═══ TEXT PROVIDED ═══

My notes from Rob Treat's talk at Velocity Conf EU 2014:
* "A designer is an agent that specifies the structural properties of a design object"
* for design, we mean utility, not aesthetics
*perceived affordance – quality that suggests how to use an object
* affordances can provide feedback mechanisms
* you should consider this when designing things like alert handling protocols. Do you ACK the alert before fixing, or after. What is visible to people other than the people on call etc?
* design things with a natural mapping for the context in which they are used
# Example using Postresql
** `psql -d` where -d is the --dbname
** `pg_restore -d` where -d is the --dbname
** `pg_dump -d` where -d is --inserts. WAT?!

═══ ROWS ═══

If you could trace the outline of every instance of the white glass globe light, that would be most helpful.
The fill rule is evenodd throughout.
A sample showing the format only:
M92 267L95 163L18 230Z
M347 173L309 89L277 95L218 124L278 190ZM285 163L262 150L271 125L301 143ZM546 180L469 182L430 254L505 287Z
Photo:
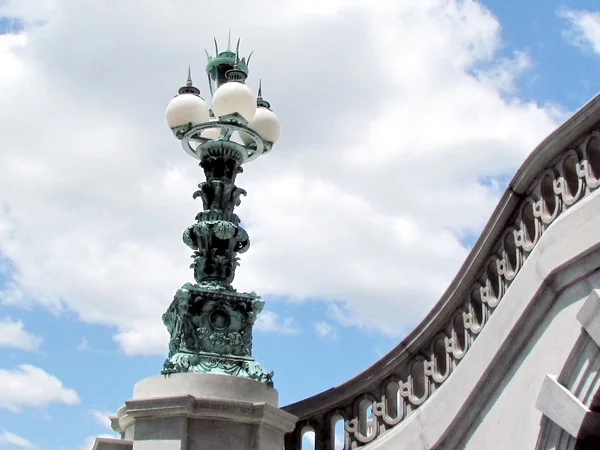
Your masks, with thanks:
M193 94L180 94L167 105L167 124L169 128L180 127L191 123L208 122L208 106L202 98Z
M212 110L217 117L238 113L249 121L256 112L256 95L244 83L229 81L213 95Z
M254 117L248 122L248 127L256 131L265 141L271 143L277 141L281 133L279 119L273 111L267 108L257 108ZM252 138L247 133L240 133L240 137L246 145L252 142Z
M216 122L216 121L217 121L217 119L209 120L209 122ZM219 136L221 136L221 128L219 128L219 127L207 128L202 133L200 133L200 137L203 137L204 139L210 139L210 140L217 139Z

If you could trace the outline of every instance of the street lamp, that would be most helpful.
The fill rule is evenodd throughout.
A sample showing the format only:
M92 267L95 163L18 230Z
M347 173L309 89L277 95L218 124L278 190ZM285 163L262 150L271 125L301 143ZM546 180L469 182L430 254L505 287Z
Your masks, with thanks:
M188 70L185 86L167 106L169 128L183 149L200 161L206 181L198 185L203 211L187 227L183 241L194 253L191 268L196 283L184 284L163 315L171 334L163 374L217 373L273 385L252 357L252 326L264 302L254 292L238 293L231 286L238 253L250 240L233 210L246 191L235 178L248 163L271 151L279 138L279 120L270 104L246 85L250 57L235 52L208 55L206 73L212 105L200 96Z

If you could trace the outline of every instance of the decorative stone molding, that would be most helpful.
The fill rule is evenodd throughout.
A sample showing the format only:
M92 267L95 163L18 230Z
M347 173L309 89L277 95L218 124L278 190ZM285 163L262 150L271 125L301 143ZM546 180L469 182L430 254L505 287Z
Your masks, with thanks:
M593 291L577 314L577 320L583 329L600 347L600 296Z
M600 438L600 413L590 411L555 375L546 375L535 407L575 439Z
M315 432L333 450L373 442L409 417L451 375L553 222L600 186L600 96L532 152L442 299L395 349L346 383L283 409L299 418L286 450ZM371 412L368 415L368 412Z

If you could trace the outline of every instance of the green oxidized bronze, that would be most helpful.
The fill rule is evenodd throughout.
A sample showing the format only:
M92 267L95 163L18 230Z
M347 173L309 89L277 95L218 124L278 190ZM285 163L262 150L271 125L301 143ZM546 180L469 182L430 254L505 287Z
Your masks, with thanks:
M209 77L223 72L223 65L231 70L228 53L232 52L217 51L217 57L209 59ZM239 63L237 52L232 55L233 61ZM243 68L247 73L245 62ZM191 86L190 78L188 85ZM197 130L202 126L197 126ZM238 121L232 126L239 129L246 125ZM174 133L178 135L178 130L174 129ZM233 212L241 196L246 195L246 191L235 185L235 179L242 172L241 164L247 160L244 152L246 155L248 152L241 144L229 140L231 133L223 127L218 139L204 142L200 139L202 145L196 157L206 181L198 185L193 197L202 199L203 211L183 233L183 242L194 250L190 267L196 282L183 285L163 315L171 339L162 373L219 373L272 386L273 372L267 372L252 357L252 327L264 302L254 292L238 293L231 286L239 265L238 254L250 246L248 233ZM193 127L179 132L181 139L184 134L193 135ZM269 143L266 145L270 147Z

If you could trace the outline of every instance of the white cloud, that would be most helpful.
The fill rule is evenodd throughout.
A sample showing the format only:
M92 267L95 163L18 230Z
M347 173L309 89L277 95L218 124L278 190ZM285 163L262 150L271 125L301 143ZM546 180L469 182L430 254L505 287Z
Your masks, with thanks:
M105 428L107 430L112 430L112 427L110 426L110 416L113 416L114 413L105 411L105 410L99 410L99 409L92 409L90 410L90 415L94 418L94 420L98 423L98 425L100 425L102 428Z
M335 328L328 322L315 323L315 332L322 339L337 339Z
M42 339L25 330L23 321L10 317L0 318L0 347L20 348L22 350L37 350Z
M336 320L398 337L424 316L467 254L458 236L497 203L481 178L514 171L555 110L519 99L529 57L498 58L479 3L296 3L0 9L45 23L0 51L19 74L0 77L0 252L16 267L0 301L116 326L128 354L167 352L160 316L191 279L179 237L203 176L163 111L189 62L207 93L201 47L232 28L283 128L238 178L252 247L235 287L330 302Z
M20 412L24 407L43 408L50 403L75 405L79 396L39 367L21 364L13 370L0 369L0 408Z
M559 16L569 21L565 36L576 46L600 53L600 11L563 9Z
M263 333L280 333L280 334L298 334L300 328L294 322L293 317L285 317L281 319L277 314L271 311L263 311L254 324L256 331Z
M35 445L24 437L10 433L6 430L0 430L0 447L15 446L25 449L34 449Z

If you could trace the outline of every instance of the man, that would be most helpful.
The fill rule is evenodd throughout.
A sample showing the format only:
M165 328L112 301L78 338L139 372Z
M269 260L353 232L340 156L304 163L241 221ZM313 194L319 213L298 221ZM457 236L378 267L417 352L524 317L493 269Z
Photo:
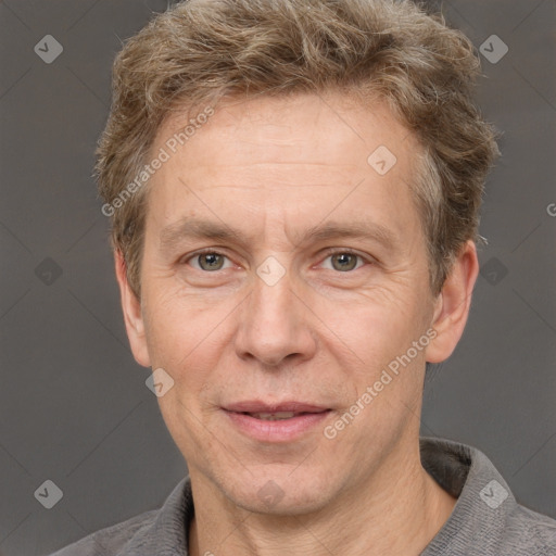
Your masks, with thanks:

═══
═══ ROWS ═══

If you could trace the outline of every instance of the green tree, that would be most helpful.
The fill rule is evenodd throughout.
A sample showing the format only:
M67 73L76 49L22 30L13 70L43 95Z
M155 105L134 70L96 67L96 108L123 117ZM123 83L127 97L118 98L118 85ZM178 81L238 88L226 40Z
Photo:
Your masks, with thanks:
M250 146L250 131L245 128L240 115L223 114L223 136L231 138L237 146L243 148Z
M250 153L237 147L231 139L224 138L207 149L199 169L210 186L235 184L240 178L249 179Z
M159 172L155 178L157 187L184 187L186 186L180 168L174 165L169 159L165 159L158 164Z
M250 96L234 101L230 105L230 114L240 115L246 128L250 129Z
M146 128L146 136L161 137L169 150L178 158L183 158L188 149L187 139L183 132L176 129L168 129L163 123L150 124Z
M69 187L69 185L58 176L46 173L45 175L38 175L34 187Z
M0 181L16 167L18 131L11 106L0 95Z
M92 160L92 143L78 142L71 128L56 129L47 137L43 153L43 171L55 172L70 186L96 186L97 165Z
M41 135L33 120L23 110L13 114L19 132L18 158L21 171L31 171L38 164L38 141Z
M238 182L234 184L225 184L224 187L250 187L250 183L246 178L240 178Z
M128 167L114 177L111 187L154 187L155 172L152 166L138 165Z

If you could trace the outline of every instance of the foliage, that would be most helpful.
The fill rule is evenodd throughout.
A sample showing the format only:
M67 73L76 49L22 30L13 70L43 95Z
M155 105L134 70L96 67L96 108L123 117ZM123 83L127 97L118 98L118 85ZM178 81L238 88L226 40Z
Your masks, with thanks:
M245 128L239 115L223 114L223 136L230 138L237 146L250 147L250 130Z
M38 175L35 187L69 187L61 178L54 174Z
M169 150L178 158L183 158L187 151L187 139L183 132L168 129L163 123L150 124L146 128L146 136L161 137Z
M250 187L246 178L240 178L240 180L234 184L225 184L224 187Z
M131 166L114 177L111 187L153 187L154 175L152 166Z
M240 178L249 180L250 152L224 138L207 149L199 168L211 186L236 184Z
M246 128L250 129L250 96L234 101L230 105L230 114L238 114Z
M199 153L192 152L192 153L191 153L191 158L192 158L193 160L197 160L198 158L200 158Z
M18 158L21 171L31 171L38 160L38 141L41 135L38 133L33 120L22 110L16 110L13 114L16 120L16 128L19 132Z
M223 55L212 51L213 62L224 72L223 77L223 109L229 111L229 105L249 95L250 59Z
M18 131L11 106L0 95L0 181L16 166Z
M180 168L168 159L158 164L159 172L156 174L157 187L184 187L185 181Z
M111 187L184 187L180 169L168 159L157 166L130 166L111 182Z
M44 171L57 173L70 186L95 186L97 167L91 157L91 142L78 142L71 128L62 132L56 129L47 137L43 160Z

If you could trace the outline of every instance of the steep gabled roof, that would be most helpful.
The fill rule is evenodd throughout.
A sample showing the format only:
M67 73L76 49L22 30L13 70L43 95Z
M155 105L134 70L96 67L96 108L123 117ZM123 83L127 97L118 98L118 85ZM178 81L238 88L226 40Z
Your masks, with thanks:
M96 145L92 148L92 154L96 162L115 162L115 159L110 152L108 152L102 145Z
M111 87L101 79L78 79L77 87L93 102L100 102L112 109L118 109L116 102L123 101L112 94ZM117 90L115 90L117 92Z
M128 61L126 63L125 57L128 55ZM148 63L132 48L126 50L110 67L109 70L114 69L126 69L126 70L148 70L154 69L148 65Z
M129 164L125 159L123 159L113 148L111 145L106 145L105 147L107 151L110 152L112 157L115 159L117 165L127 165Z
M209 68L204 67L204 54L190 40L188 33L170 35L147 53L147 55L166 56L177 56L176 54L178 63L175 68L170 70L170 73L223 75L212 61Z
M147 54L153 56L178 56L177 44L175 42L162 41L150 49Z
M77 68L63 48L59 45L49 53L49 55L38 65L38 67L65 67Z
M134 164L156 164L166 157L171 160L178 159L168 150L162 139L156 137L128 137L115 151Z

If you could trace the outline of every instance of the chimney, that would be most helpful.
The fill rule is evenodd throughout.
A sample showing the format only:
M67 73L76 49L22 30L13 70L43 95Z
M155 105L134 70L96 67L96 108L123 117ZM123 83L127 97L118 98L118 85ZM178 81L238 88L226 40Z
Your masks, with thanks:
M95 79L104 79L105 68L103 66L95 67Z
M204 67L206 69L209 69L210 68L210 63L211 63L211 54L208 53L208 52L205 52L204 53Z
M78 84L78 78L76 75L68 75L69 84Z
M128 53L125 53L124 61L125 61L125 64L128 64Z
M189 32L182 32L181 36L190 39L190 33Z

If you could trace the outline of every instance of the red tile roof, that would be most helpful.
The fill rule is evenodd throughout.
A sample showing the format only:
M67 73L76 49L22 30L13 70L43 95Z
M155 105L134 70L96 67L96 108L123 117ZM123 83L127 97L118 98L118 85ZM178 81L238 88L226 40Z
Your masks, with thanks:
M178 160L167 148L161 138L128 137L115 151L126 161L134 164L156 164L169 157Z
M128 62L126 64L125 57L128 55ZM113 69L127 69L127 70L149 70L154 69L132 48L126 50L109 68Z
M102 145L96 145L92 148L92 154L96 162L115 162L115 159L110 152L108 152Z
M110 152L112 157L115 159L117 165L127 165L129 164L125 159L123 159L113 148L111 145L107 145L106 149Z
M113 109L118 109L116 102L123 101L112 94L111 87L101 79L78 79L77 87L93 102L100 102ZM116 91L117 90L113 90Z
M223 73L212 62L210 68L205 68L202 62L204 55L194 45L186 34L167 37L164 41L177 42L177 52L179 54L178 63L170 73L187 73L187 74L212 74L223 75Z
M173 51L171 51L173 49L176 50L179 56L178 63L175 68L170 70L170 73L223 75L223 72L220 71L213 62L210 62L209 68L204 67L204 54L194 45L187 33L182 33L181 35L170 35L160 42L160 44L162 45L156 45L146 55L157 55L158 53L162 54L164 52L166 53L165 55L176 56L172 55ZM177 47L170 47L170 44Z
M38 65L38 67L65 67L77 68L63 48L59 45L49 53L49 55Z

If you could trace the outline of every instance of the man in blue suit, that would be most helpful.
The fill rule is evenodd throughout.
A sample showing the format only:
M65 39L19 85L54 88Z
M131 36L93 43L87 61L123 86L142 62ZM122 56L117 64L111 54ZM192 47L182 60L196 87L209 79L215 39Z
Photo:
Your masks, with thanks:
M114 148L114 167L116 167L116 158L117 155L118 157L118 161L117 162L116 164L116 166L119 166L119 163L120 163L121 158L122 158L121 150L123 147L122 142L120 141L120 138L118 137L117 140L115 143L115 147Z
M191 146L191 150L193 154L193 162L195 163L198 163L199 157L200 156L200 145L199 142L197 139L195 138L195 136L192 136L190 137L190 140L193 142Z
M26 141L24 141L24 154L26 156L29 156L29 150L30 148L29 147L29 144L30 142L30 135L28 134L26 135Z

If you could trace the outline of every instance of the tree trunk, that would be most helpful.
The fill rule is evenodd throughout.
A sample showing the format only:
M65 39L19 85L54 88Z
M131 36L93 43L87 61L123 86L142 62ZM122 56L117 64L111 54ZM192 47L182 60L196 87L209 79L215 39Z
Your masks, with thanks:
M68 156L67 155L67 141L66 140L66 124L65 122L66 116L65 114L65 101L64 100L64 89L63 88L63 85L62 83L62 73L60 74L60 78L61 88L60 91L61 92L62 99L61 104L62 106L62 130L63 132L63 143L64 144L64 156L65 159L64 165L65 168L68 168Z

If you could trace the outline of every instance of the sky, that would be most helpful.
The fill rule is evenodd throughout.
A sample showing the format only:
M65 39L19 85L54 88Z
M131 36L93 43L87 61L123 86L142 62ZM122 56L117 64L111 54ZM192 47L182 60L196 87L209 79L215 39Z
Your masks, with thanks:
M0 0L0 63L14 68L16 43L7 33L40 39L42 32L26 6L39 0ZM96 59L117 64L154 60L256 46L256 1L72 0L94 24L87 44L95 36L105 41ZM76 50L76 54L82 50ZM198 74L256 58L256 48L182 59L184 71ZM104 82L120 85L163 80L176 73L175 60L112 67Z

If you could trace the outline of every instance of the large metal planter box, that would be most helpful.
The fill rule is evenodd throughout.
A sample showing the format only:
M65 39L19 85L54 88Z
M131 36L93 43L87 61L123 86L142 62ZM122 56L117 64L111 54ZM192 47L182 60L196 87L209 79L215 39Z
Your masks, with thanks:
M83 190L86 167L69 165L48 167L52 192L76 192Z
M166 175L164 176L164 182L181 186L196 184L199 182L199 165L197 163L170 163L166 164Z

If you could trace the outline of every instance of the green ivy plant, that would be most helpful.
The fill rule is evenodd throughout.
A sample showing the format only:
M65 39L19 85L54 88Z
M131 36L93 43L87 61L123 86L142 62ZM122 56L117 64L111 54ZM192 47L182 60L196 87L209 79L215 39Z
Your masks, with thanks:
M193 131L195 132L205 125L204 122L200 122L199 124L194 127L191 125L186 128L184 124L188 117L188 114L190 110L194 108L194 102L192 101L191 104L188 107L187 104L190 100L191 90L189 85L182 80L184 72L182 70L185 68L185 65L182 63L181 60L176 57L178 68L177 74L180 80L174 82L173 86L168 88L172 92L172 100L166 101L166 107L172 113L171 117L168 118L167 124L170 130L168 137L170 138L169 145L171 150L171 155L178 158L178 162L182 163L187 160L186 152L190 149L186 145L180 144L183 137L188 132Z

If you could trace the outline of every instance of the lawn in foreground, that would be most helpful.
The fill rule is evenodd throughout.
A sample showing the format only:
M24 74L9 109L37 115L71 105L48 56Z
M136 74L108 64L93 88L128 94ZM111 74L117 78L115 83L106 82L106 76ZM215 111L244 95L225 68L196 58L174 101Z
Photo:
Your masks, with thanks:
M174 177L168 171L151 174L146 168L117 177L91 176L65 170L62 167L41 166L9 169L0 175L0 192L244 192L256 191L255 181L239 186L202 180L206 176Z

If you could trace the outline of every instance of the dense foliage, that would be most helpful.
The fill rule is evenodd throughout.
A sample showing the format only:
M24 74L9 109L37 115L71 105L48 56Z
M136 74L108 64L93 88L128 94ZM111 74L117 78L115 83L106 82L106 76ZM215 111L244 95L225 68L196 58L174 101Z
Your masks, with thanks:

═══

**PROBLEM SET:**
a) Return the stretch of the talk notes from "My notes from" through "on call etc?" word for word.
b) According to the talk notes, what term names the quality that suggests how to use an object?
You won't need the rows for anything.

**EXPECTED RESULTS:**
a)
My notes from Rob Treat's talk at Velocity Conf EU 2014:
* "A designer is an agent that specifies the structural properties of a design object"
* for design, we mean utility, not aesthetics
*perceived affordance – quality that suggests how to use an object
* affordances can provide feedback mechanisms
* you should consider this when designing things like alert handling protocols. Do you ACK the alert before fixing, or after. What is visible to people other than the people on call etc?

b) Perceived affordance.